Given request>
Format the material below, from its first line through the line containing "517;441;611;561", as a Markdown table with the columns Row and Line. Number each row and skip any blank lines.
+++ Excerpted records
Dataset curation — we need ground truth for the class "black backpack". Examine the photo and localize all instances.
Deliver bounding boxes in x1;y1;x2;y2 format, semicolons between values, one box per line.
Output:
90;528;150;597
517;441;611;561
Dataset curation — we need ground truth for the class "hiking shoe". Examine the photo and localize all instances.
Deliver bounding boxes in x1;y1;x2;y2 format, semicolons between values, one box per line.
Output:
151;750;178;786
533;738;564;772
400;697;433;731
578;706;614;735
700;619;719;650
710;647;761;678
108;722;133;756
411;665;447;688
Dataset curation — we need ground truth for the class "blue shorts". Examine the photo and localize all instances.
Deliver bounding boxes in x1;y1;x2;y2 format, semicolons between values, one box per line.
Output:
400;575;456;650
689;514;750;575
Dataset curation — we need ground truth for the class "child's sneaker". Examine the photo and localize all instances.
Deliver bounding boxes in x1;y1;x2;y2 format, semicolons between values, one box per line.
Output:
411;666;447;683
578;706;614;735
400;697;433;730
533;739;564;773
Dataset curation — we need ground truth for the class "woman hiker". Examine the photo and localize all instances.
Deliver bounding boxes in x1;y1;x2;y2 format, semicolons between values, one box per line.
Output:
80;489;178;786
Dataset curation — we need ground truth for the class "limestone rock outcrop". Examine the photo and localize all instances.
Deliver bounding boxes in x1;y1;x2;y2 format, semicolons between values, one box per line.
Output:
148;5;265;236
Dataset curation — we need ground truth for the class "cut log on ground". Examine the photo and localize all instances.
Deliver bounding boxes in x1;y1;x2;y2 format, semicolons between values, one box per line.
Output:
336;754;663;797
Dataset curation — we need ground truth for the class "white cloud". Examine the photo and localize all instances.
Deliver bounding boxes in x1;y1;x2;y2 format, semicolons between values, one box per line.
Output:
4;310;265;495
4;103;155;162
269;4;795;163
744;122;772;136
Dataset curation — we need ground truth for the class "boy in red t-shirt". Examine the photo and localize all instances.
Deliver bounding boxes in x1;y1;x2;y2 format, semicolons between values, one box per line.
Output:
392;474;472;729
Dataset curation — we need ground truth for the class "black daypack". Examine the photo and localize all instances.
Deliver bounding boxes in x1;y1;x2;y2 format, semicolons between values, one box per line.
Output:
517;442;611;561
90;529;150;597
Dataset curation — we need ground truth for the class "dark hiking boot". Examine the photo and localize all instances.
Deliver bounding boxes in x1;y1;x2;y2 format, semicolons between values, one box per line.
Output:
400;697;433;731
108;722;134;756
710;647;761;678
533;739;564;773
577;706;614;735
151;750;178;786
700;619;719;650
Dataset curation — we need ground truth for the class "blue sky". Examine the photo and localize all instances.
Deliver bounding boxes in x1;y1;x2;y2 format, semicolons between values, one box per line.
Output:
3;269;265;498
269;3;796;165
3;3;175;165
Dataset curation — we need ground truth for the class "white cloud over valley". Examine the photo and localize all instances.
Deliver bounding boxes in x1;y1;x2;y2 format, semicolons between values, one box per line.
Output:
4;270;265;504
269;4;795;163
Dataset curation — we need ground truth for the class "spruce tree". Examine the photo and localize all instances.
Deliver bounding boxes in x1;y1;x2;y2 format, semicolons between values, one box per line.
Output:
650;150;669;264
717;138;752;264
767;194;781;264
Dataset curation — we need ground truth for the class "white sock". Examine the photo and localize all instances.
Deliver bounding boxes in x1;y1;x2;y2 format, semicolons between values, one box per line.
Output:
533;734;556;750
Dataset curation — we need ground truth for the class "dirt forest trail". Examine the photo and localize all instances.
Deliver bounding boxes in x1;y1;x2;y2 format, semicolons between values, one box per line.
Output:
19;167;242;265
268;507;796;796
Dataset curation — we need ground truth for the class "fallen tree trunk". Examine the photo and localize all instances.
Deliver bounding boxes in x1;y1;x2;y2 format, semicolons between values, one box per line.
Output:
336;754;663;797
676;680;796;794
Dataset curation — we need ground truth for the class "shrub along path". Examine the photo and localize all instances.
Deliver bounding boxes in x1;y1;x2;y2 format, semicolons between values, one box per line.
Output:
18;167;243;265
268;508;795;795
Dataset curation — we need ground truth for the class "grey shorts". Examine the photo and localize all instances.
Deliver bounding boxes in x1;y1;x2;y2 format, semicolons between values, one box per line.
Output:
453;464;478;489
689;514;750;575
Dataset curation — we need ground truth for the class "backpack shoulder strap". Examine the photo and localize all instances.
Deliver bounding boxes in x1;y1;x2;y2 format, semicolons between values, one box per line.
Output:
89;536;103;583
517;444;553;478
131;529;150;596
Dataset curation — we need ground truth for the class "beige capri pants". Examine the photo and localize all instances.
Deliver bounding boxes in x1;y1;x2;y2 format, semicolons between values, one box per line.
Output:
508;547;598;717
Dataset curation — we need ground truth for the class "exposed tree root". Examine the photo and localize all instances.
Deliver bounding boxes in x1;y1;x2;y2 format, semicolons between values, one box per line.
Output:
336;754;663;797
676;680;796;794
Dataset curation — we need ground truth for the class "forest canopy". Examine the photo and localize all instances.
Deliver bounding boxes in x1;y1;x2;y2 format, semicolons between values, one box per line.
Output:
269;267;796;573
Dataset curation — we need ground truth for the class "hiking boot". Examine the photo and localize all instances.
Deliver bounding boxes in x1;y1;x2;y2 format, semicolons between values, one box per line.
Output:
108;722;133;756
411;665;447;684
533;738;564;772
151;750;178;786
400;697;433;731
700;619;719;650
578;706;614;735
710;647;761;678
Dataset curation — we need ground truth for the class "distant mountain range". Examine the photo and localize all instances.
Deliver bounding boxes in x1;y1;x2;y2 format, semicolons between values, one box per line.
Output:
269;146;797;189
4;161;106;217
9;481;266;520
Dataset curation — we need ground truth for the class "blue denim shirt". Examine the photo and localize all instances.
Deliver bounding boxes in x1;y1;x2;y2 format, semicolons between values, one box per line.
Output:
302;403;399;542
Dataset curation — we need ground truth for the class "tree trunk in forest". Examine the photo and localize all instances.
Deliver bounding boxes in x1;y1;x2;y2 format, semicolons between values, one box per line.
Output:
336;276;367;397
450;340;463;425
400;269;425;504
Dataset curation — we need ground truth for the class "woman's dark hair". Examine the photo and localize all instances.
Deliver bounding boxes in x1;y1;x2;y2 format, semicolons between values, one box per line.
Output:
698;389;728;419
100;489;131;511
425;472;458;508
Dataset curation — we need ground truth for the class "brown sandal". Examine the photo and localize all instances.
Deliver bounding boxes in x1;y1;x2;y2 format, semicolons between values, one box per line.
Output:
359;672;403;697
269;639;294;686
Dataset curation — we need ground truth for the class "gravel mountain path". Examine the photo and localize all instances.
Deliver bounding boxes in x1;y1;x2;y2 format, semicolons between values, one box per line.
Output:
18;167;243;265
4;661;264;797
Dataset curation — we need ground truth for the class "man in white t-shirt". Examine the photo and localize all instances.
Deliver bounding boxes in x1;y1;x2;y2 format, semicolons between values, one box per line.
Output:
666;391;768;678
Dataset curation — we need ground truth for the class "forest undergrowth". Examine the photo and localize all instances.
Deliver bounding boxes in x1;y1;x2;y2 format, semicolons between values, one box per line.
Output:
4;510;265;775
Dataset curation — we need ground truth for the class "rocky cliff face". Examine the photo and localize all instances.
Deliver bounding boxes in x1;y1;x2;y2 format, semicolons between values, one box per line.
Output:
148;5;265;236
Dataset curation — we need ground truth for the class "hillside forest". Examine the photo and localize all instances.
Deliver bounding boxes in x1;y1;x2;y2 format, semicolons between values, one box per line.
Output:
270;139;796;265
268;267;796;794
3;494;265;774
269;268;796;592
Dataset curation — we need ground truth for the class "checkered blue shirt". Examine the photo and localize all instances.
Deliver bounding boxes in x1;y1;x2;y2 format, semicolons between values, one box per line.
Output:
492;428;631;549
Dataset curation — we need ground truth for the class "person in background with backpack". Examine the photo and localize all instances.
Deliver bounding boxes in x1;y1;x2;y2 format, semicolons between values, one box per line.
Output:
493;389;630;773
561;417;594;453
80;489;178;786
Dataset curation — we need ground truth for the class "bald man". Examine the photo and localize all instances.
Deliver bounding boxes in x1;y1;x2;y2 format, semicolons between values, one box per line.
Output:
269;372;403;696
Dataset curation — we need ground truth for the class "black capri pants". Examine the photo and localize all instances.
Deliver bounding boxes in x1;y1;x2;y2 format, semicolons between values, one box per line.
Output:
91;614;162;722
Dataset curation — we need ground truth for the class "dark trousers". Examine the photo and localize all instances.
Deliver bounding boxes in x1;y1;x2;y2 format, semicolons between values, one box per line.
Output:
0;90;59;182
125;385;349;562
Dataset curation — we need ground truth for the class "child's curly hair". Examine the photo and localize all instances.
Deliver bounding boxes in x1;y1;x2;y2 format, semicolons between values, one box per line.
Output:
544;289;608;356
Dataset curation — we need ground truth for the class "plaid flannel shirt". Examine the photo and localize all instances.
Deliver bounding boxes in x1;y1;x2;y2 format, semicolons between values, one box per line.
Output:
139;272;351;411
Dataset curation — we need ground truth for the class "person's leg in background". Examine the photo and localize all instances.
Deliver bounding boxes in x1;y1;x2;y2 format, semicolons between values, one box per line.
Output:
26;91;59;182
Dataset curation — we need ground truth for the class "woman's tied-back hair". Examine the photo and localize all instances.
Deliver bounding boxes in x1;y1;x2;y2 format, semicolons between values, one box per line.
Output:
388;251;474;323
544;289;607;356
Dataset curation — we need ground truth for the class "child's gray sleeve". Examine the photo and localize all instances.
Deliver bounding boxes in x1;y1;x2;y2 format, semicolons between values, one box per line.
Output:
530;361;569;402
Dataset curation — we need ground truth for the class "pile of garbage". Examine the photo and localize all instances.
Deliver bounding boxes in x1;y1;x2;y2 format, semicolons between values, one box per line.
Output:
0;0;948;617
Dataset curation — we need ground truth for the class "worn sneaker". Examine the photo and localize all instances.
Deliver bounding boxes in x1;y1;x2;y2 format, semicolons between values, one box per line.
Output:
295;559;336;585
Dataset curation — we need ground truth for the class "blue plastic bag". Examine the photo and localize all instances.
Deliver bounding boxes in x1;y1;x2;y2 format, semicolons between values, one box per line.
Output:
++++++
Reply>
| Row | Line |
|---|---|
| 1 | Dataset curation — we need ground truth for the class "black backpack". Examine the photo and localize all instances. |
| 2 | Deliver bounding boxes in x1;y1;x2;y2 format, semicolons between values, one box per line. |
| 3 | Output: |
| 4 | 90;528;150;597 |
| 5 | 517;441;611;561 |